• Provided text
▼
Michael Milken, the “junk bond king” whose business played a role in the savings-and-loan crisis in the 1980s, was among the bevy of white-collar criminals who received official pardons from President Trump this past week. An archetype of his generation’s “greed is good” mentality, Mr. Milken received a 10-year jail sentence for securities fraud in 1990, but was released early after a diagnosis of prostate cancer. He was also barred for life from deal-making, but that didn’t stop him from negotiating CNN’s $7.5 billion sale to Time Warner in 1996, for which he was forced to pay a $47 million fine to the Securities and Exchange Commission. (For what it’s worth: He may have clemency, but he’s still not allowed near financial markets — technically.)

Morgan Stanley is buying E-Trade, the discount brokerage firm that allows regular people — i.e., those without tons of money — to buy and sell financial assets online. The deal would give Morgan Stanley access to a new customer base known as the “mass affluent”: people who have some savings to invest, but are not rich enough to buy into hedge funds or pay for a Wall Street money manager (Morgan Stanley’s traditional bread and butter). The $13 billion takeover is the biggest by a major American bank since the 2008 financial crisis.

Now that Brexit has finally happened, Parliament can focus on other things — like keeping certain types of immigrants out of Britain. Starting next year, the government will restrict visas for workers who can’t speak English or meet specific salary minimums. The new rule is part of Prime Minister Boris Johnson’s promise to “take back” control of the country’s borders and reduce its economy’s dependence on cheap migrant labor. But it isn’t unfriendly to all foreigners — high-skilled workers (engineers, scientists, those with advanced degrees) are welcome. Still, many business owners are worried that the law will hurt them because they rely on employees who don’t meet its requirements. Another concern: The regulation disproportionately affects female immigrants, particularly those in low-paying jobs like nursing and senior care.
▲
• Work instructions
1. In the news summary, what sentence did Michael Milken receive in 1990, and for what crime?
2. Output the passage of the news summary that begins at the words "Michael Milken, the" and stops after "markets — technically.)", copied exactly.
3. Continue the news summary from its last sentence.

• Data excerpts
▼
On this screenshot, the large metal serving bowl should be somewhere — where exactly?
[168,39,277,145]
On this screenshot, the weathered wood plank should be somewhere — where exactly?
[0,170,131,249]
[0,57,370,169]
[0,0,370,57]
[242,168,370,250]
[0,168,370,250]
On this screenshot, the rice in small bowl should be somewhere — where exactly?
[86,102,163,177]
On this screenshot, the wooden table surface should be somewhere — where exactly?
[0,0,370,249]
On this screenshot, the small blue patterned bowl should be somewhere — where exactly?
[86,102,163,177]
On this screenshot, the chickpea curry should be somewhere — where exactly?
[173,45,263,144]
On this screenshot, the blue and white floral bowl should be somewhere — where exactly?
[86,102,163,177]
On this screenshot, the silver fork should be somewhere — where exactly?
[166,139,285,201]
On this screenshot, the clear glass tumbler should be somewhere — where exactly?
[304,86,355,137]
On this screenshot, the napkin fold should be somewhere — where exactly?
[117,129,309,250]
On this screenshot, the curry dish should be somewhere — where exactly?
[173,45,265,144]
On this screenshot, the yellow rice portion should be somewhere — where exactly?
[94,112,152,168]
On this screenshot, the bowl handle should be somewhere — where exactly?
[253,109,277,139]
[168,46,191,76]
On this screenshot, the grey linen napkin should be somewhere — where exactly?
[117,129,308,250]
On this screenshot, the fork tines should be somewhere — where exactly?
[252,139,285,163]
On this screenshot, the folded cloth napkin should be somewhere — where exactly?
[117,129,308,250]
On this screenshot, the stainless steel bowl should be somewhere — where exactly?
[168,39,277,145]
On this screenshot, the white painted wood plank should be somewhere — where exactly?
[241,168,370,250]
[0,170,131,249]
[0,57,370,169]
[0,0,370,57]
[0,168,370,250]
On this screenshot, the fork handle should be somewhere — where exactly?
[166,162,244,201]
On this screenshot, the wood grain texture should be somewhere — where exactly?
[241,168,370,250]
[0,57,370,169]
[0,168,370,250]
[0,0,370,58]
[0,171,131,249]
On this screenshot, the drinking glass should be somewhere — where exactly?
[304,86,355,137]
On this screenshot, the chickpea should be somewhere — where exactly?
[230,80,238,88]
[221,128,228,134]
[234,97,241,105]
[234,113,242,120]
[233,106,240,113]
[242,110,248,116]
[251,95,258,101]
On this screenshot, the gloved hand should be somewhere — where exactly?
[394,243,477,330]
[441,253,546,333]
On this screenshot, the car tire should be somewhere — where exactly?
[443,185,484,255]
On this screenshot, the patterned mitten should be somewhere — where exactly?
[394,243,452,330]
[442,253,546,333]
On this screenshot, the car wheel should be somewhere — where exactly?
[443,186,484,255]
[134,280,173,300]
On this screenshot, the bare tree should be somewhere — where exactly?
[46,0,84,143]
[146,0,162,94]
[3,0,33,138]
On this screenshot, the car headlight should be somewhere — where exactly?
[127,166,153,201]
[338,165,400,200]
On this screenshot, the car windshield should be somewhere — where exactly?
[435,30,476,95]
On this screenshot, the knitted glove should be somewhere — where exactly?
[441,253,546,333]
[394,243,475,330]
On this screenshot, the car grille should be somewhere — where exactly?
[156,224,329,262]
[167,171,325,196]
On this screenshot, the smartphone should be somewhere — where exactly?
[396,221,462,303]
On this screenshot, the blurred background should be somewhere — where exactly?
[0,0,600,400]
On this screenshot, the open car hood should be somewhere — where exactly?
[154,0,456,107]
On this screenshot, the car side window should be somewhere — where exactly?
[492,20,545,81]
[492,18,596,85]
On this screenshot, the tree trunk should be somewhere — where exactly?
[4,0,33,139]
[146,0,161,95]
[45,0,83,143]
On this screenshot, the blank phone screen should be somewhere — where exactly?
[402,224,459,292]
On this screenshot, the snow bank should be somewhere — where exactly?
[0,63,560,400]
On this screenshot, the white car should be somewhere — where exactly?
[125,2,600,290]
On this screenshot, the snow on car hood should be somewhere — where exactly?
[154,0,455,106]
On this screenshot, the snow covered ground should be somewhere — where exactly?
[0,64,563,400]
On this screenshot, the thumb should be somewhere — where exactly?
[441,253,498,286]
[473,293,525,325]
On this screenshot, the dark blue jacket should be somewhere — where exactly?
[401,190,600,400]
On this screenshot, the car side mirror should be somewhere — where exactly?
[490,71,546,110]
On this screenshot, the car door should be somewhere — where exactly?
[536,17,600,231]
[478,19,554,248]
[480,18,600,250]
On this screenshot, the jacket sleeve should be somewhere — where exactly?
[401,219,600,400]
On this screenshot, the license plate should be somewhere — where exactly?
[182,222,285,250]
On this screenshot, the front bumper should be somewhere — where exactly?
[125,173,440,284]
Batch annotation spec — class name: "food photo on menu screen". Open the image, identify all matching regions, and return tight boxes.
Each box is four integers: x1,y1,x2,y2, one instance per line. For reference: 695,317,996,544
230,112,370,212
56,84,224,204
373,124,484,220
▲
• Expected responses
1. A 10-year jail sentence for securities fraud.

2.
Michael Milken, the “junk bond king” whose business played a role in the savings-and-loan crisis in the 1980s, was among the bevy of white-collar criminals who received official pardons from President Trump this past week. An archetype of his generation’s “greed is good” mentality, Mr. Milken received a 10-year jail sentence for securities fraud in 1990, but was released early after a diagnosis of prostate cancer. He was also barred for life from deal-making, but that didn’t stop him from negotiating CNN’s $7.5 billion sale to Time Warner in 1996, for which he was forced to pay a $47 million fine to the Securities and Exchange Commission. (For what it’s worth: He may have clemency, but he’s still not allowed near financial markets — technically.)

3.
Employees at the crowdfunding platform Kickstarter have voted to unionize — a groundbreaking step in Silicon Valley, which has been notably unfriendly to organized labor. Google, for instance, tried to prevent workers from discussing their labor rights, hired a consulting firm that specializes in blocking unions and fired several employees who pushed back. (The company says the employees were let go for other reasons.) Kickstarter is one of the first tech companies of its size and visibility where employees overcame those obstacles, and their next steps will be watched closely by other workers who hope to follow suit — as well as higher-ups seeking to stop them.

Over a month into the coronavirus outbreak, businesses are starting to see more widespread fallout as governments impose stricter measures to contain it. Apple cut its sales expectations for the quarter, citing the virus’s impact on factories and stores. (In China, many people are afraid — or forbidden — to go out and shop, and deliveries are stuck in limbo.) Meanwhile, Amazon is stockpiling more Chinese products in the United States, a departure from its usual strategy of keeping inventory lean, in case the virus gets worse and disrupts trade further. The stock market, however, didn’t seem too bothered by news of more quarantines this past week.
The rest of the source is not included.